- **本文**:
====================

講演「死を考えるほど追い詰められた方にどのように寄り添うか」

10月27日、三重県こころの健康センター主催の、今年度の相談窓口対応力向上研修に参加させていただきました。参加者は、学校の先生、行政や福祉・医療機関の窓口で働く方が多いように感じました。講師は、東京学芸大学教育心理学の准教授の福井里江氏で、「死を考えるほど追い詰められた方にどのように寄り添うか」~辛さを受けとめ、生きる力をもとに見出すための実践スキル~という講題でした。福井氏は、三重県で昨年から講師としてお話をされているようで今回が3回目の講演だそうです。私(住職)は、初めての参加でしたたがとても分かりやすいお話とワークで勉強になりました。お話の最初に、「(講題に)実践スキルとありますが、相談の最前線では、ノウハウやマニュアルはありません。人としてその人にどう向き合う」かが大切なことであると仰られました。また、「生きる」ことを、呼吸と対話ととらえることも示され、自分の感覚に気づくためにマインドフルネスの効用の紹介もあり、5分ほど呼吸に集中すると会場の雰囲気も変わったように思いました。
講義は、自殺の三要因の中の自殺潜在能力を高めてしまう要因を紹介され、関わり方に焦点をあて対応方法の注意点のお話がありました。まんじゅう理論から見る承認のポイントの話は、私は初めて聞くことで全て理解ができたかと言うと十分ではないですが、「あんこ」と「皮」への質問も紹介されました。今回の「生きる」定義の1つ対話について、水平の対話(外的な対話)と垂直の対話(内的な対話)の紹介がありました。
ワークでは、自分以外の方の話し方やしぐさを知ることも大切であると教えていただきました。死にたい方への支援が大切なのは言うまでもありませんが、その家族への支援も忘れてはいけないことも改めて感じました。
相談窓口を対人支援の最先端ととらえると、僧侶を対象にした宗派の研修に取り入れることも必要と感じました。
※中川個人の感想です。

※この研修の後、神奈川県座間市で、SNSを使って多くの希死念慮者を殺害した事件の犯人が逮捕されました。詳細は調査中で現在被害者の身元が確認されているようですが、全体像はわかっていないようです。 この事件で、希死念慮者の本心をサポートできる安全な場所ができることが早急に望まれます。また、この事件でなくなられた方のご遺族へのサポートもしっかり取り組むことも考えて行かなければいけないと思います。

====================

- **データ抜粋**:
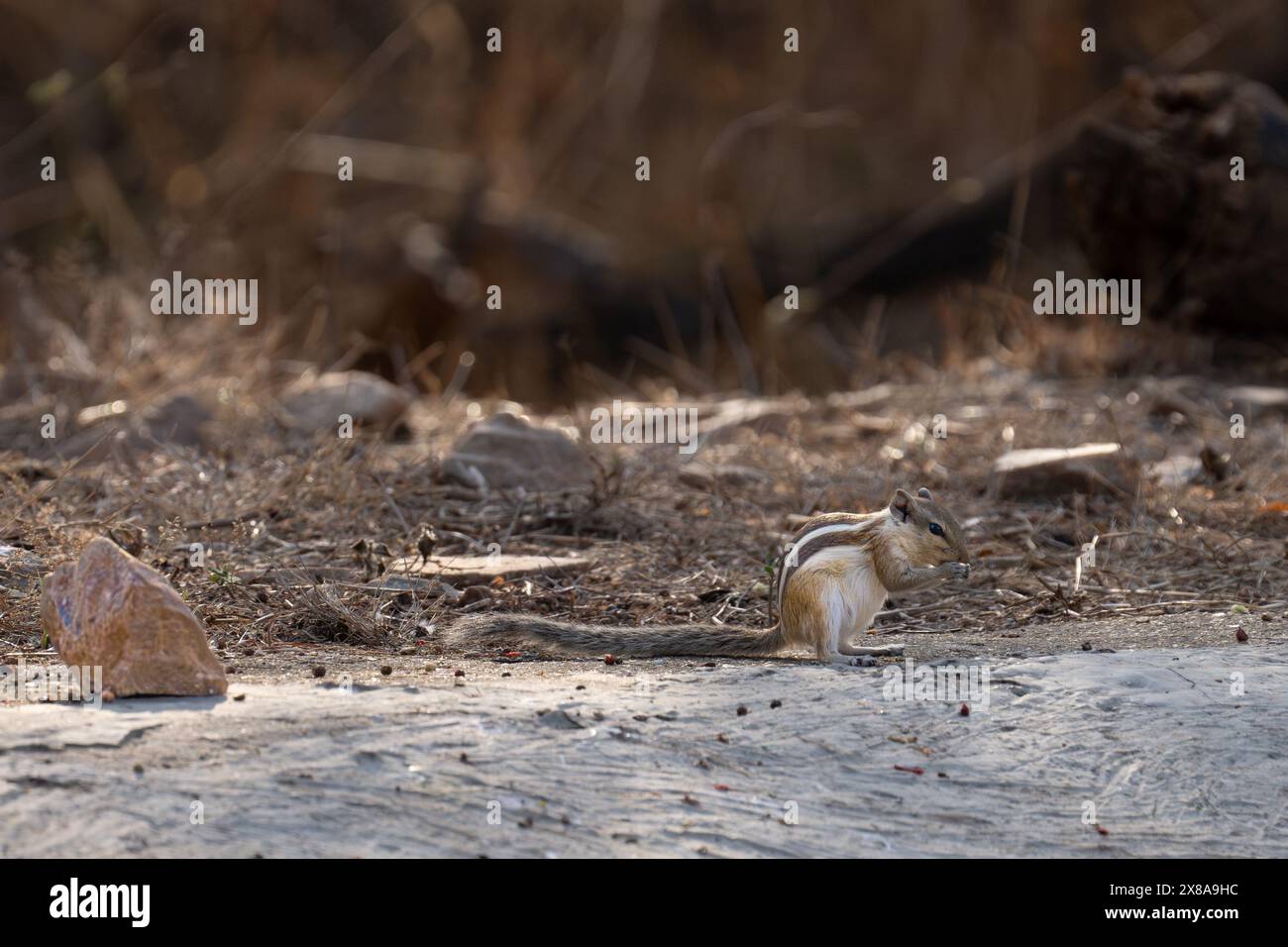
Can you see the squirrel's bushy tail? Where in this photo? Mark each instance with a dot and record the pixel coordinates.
(658, 641)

====================

- **練習問題**:
1/ 本文によると、研修の講師はだれですか。
2/ 本文で、研修の参加者に多いと感じられた人たちを、すべて挙げてください。
3/ 本文の「ワークでは、自分以外の方の話」から「れることも必要と感じました。」までを、そのまま書き写してください。

- **解答**:
1/ 東京学芸大学教育心理学准教授の福井里江氏です。

2/ 学校の先生、行政の窓口で働く方、福祉機関の窓口で働く方、医療機関の窓口で働く方

3/
ワークでは、自分以外の方の話し方やしぐさを知ることも大切であると教えていただきました。死にたい方への支援が大切なのは言うまでもありませんが、その家族への支援も忘れてはいけないことも改めて感じました。
相談窓口を対人支援の最先端ととらえると、僧侶を対象にした宗派の研修に取り入れることも必要と感じました。